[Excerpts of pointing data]
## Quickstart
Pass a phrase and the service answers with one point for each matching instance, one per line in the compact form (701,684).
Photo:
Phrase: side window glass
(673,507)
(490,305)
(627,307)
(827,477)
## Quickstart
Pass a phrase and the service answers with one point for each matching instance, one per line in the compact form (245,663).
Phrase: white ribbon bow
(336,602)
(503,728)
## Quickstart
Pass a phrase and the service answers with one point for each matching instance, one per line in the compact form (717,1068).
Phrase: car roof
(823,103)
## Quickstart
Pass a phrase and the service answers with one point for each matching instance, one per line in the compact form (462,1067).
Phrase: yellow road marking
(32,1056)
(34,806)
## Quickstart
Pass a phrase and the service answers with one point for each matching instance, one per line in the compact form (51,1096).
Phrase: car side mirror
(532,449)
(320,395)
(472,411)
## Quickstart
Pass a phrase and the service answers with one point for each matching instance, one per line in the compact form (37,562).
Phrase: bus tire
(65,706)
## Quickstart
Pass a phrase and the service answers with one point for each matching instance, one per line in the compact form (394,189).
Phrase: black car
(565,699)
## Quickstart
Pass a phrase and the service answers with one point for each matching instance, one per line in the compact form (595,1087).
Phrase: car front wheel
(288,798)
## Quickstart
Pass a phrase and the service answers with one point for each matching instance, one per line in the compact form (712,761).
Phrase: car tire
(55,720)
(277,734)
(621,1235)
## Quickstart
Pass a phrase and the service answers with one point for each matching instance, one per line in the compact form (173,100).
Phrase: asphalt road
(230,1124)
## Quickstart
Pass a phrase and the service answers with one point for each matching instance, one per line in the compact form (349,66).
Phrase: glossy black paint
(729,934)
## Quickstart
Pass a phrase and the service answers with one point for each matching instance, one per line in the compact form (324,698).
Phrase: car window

*Given problem*:
Retype every one of the rows above word for word.

*Answer below*:
## Quickstart
Pass a phrase and the service answers with one point for each matching instance, one per line in the compact form (701,684).
Photo:
Phrase: side window glass
(673,507)
(490,305)
(627,307)
(827,477)
## Quickstart
Pass a phrase and the service answers with one point for each matching instance, one per line in the compact form (245,663).
Phrase: white ribbon bow
(336,602)
(503,728)
## Quickstart
Pass a phrase and the service answers with one point for each matching instance, one per line in the compact form (717,1068).
Phrase: car roof
(823,103)
## Quickstart
Pass a phrase and the service answers with one point for each matching instance, one per line in the compact form (462,1067).
Phrase: yellow road marking
(32,1056)
(34,806)
## Quickstart
Pass a phrase and the service answers with one point for each matching instance, one per line in the compact form (51,1096).
Phrase: car side mirror
(532,449)
(320,395)
(472,411)
## Quickstart
Pass a phrase and the service answers with one point for each matching instance, one per line in the compact form (37,562).
Phrase: bus tire
(65,706)
## Quickstart
Pass a phrase and the service answers with one point for each matching instance, one per line in the compact form (394,189).
Phrase: black car
(565,699)
## Quickstart
Pass a phrase and the service answers with one point for each matching instance, one per line in the compact form (595,1087).
Phrase: car front wheel
(288,798)
## Quickstart
Pass a phrase and the service answers with one point for each matching instance, one per line in the compact form (712,761).
Phrase: car tire
(55,720)
(277,734)
(621,1235)
## Quickstart
Pass a phrase and the service answers with one point for each matching instance, one per line in the compact form (173,100).
Phrase: asphalt road
(230,1124)
## Quickstart
Pass a phrase and the service answers with one point for each matching instance, one per line in the compact form (349,66).
Phrase: glossy black paint
(729,934)
## Quickstart
Pass a phrase and the service answers with one point for each matching instance, one per line in the compact form (324,698).
Phrase: car window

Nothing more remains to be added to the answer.